» The problem: Search the data for the word "branch" and copy out every line that has it.

[Start of section]

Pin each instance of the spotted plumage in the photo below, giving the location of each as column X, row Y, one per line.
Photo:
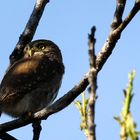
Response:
column 32, row 82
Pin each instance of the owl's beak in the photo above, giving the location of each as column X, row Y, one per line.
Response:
column 30, row 52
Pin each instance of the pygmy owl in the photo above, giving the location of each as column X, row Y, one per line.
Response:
column 32, row 82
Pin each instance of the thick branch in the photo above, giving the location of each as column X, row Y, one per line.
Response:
column 114, row 37
column 55, row 107
column 29, row 30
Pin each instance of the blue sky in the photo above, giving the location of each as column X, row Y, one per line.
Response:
column 68, row 23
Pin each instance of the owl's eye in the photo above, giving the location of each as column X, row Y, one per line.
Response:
column 42, row 47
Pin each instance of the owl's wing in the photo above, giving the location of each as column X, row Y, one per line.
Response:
column 26, row 75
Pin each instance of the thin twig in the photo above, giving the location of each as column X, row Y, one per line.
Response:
column 44, row 113
column 36, row 129
column 120, row 6
column 114, row 36
column 29, row 30
column 6, row 136
column 93, row 86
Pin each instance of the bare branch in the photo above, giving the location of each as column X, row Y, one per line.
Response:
column 6, row 136
column 36, row 129
column 55, row 107
column 120, row 5
column 114, row 37
column 29, row 30
column 93, row 86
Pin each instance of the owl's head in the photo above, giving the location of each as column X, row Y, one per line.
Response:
column 43, row 47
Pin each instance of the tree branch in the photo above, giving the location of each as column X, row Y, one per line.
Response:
column 113, row 37
column 93, row 86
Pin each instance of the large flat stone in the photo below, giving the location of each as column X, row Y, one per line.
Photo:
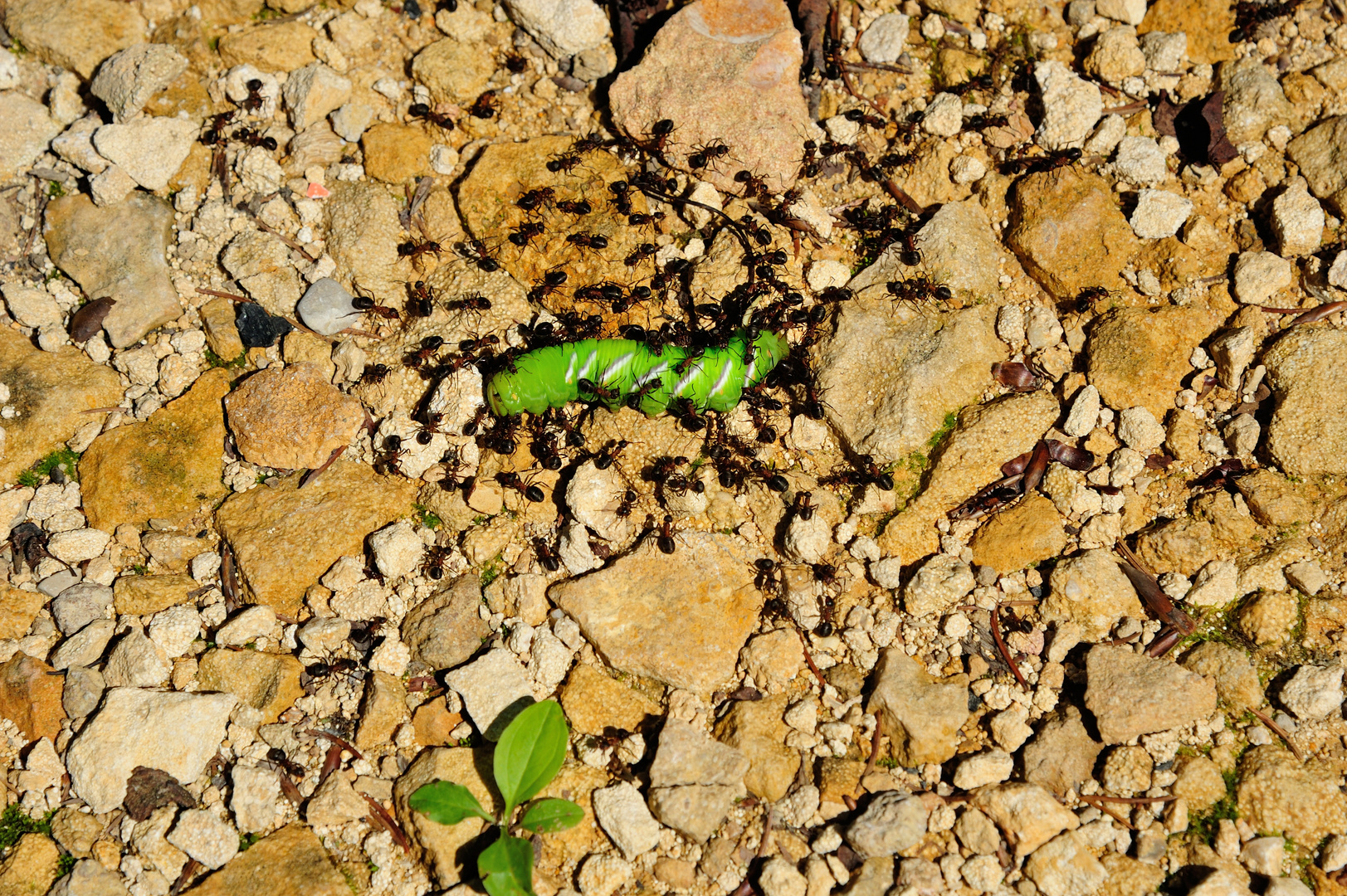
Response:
column 283, row 539
column 675, row 617
column 164, row 468
column 50, row 391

[End of section]

» Exercise response:
Pin each instance of the thick branch in the photo above, giving the location of each as column X, row Y, one per line.
Pin each instance of the bare branch in the photo above, giving the location of each as column X, row Y, one per line.
Pin each instance of the tree branch in the photo above, giving the location of each as column X, row Y, one per line.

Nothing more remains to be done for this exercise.